(Dataset entries)
######

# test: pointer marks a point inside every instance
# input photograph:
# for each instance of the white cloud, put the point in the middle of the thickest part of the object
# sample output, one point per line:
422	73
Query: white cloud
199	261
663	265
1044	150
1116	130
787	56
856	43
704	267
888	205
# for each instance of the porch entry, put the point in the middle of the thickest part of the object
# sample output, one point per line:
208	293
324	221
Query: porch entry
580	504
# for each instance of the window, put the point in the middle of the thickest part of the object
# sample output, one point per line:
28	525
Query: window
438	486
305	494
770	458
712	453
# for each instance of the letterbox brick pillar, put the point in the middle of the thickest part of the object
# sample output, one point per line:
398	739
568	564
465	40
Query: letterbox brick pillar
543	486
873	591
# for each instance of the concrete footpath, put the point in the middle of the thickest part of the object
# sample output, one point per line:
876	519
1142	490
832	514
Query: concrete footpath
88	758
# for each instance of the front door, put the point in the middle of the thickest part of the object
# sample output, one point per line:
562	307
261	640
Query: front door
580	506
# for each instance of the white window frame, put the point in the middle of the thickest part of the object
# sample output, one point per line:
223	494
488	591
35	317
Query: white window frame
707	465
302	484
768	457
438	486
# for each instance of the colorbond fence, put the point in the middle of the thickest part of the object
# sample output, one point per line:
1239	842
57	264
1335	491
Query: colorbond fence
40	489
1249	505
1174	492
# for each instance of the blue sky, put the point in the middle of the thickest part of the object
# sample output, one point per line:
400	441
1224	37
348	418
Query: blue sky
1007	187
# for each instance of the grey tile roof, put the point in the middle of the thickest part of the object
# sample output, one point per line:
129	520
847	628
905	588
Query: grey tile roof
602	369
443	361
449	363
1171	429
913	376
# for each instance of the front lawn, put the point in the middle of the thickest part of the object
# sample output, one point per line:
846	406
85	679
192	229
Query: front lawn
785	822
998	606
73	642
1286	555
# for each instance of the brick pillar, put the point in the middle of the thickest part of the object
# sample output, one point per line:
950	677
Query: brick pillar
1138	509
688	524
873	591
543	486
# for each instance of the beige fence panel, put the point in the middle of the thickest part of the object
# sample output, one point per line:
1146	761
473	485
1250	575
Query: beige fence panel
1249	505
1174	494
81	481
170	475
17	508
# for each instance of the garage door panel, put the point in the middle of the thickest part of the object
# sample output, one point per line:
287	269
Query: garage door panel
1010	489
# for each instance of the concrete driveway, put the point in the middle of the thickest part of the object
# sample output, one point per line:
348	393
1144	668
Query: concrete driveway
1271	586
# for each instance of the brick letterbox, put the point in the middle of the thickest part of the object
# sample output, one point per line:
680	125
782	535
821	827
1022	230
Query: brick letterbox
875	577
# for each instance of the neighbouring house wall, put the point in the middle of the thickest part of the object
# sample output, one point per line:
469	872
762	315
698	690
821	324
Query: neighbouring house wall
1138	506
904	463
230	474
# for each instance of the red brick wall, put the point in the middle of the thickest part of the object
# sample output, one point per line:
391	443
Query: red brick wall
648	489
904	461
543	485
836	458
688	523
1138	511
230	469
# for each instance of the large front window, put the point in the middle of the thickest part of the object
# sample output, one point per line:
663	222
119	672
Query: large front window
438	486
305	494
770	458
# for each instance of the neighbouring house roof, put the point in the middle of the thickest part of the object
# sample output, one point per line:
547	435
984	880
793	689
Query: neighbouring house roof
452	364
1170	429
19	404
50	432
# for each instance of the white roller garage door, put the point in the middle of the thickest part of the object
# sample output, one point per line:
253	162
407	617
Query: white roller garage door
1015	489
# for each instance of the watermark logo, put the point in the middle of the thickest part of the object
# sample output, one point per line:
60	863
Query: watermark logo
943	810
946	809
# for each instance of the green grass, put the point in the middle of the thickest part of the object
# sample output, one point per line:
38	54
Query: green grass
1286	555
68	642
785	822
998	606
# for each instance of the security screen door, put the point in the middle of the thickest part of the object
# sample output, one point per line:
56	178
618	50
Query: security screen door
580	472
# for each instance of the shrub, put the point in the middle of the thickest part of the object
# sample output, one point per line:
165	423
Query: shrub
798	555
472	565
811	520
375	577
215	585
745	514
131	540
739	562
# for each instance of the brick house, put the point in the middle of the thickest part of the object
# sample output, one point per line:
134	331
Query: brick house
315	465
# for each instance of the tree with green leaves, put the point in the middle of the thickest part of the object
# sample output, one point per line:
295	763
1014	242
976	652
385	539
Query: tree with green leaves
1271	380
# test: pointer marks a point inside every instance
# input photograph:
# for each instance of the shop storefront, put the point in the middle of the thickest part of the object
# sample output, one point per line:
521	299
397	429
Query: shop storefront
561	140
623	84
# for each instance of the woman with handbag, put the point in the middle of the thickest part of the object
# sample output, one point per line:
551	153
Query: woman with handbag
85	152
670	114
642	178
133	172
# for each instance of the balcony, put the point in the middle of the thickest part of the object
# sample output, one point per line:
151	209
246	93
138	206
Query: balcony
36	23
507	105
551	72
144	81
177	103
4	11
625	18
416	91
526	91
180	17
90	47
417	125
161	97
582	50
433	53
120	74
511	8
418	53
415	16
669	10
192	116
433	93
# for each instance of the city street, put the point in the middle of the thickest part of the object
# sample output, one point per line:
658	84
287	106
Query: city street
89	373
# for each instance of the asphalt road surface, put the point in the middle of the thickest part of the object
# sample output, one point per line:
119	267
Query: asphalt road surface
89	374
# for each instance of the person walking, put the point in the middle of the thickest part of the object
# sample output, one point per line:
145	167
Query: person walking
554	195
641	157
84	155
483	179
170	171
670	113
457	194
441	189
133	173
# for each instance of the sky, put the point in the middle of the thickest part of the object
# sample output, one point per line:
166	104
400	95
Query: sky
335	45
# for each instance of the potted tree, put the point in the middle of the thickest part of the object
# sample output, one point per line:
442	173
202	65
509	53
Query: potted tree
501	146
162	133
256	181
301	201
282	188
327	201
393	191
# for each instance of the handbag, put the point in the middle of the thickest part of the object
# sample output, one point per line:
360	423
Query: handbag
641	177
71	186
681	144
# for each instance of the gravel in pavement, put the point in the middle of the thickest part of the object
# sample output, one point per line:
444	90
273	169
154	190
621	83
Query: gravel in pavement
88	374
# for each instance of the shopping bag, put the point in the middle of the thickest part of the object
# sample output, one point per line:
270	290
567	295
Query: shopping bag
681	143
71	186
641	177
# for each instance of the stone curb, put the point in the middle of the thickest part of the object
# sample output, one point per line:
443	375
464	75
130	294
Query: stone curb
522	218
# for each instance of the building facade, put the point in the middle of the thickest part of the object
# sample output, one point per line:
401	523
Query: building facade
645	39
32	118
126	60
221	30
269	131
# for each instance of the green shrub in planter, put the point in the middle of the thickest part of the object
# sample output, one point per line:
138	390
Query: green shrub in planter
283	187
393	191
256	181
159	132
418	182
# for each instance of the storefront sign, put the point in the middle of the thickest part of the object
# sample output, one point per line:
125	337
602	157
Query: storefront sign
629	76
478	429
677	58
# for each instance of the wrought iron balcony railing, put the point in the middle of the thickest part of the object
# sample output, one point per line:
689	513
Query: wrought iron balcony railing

######

- Challenge -
Everything from the line containing "# for each instance of the green shrub" to the end of the records must be written out exactly; include both of those lines and no others.

- Answer to the task -
# for each instance of the green shrub in planter, put the point in the middle of the thickest part of the object
# sample output, one point per line:
138	390
Query: green shrub in planter
283	187
393	191
256	181
159	132
418	182
# for each instance of the storefront sign, put the point in the middle of the thickest part of the object
# sample output, one point per line:
125	337
602	157
Query: storefront sign
629	76
478	429
677	58
# for each instance of the wrought iron balcony railing, put the point in the middle of the thickest part of the object
# sample output, one point per line:
689	513
Query: wrought iron balcony railing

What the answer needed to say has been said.